From Johannes Neubarth <>
Subject Aligning text analyses, with and without stopwords
Date Thu, 26 Jul 2012 16:16:54 GMT
I want to align the output of two different analysis pipelines, but I
don't know how.
We are using Lucene for text analysis. First, every input text is
normalized using StandardTokenizer, StandardFilter and LowerCaseFilter.
This yields a list of tokens (list1). Second, the same input text is
also stemmed and stopwords are removed, yielding list2:

list1: [this text contains stopwords i need to align them]
list2: [---- text contain  stopword -- need -- align ----]

If I want to align both lists, I need to know which tokens were removed
by the StopFilter. The following code works, but not for the last token

while (tokenStream.incrementToken()) {
    int skippedTokens =
        = tokenStream.getAttribute(PositionIncrementAttribute.class)

_Dataset entries:_
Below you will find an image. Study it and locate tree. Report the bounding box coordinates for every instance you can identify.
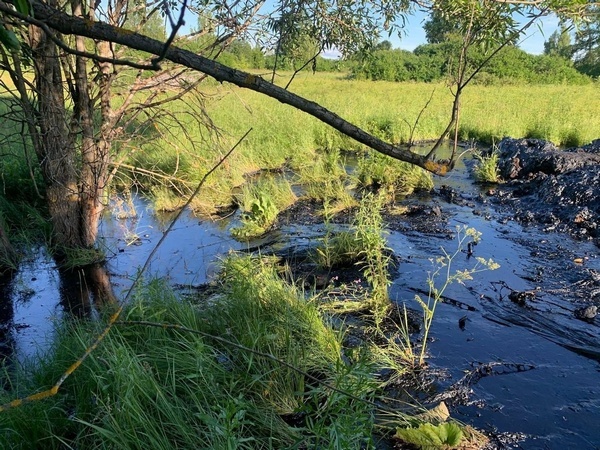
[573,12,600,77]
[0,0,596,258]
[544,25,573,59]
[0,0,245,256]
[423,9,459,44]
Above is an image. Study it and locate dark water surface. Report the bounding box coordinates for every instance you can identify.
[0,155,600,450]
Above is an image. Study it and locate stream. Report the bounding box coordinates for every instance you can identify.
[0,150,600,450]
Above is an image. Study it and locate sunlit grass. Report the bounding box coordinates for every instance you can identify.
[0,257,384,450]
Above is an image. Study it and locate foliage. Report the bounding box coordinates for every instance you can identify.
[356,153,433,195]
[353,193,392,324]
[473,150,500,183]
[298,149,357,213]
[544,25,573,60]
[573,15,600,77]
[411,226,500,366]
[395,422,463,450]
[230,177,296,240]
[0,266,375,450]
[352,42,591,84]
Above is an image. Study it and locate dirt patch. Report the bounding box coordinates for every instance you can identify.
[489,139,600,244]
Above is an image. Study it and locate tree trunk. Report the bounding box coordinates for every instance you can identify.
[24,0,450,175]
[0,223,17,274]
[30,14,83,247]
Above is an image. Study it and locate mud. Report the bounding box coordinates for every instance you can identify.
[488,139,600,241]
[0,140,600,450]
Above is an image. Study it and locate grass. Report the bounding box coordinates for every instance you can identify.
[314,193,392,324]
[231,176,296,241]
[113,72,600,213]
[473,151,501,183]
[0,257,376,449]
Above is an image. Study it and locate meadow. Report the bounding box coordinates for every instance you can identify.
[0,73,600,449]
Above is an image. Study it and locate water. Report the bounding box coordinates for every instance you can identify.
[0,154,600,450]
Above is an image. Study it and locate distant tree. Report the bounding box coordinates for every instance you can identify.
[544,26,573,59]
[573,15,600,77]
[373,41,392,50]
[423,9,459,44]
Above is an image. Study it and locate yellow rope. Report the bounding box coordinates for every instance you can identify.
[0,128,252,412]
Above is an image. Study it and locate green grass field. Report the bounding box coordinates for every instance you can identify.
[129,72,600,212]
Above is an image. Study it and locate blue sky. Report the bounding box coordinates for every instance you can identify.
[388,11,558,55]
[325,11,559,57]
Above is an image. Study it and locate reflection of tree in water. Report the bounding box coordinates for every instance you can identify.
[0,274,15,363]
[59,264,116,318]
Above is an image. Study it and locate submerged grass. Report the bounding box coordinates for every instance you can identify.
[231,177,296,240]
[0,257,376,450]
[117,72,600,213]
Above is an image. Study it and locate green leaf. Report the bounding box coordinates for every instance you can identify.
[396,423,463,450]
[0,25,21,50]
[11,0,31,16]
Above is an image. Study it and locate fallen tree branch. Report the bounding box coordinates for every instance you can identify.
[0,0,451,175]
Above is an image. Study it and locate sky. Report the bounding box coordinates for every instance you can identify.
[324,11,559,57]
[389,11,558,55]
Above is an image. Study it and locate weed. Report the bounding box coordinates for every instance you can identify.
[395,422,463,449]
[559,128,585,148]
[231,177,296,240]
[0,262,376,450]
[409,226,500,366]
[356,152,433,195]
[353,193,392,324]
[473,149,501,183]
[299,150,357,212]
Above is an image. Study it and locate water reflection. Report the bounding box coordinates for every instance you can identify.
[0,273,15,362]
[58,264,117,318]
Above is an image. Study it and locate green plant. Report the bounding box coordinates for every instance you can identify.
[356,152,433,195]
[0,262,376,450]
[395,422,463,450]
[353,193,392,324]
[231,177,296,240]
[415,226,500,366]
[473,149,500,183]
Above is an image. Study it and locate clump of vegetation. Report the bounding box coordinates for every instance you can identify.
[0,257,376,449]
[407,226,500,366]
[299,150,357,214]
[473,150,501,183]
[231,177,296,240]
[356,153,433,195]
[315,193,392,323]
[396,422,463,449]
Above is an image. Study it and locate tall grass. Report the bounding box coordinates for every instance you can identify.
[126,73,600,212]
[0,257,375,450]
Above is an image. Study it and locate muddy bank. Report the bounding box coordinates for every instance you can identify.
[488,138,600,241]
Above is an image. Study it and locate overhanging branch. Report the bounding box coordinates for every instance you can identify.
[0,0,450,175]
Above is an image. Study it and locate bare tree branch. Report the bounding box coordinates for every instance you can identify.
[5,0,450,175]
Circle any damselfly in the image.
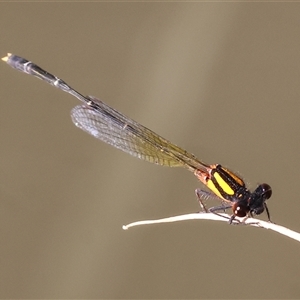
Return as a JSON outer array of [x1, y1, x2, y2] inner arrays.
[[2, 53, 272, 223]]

_Things to do:_
• 1. Do these statements agree with the Lucene forum post? Answer yes or no for each and quote the words of the post that decide it.
(a) Every input text is normalized with StandardTokenizer, StandardFilter and LowerCaseFilter.
(b) The poster's code works for every token, including the last one.
(c) The second list is produced without any stemming.
• 2. In the Lucene forum post, what does the poster say must be known in order to align both lists?
• 3. Resume the Lucene forum post at the point where its code stops, and carry it on from there.

_Task responses:_
• 1.
(a) Yes: "every input text is normalized using StandardTokenizer, StandardFilter and LowerCaseFilter."
(b) No: "The following code works, but not for the last token"
(c) No: "the same input text is also stemmed and stopwords are removed, yielding list2"

• 2. Which tokens were removed by the StopFilter.

• 3.
          .getPositionIncrement() - 1;
    // process the current token, e.g. we know that "need" is the 6th
    // element in the list because the previous token was removed

For stopwords that are at the end of the tokenStream (e.g. "them"), the
positionIncrement is not updated - after leaving the while-loop,
skippedTokens is 0. My workaround is to append a unique number to every
input text, so that every text ends with a non-stopword. Can you think
of a more reasonable approach?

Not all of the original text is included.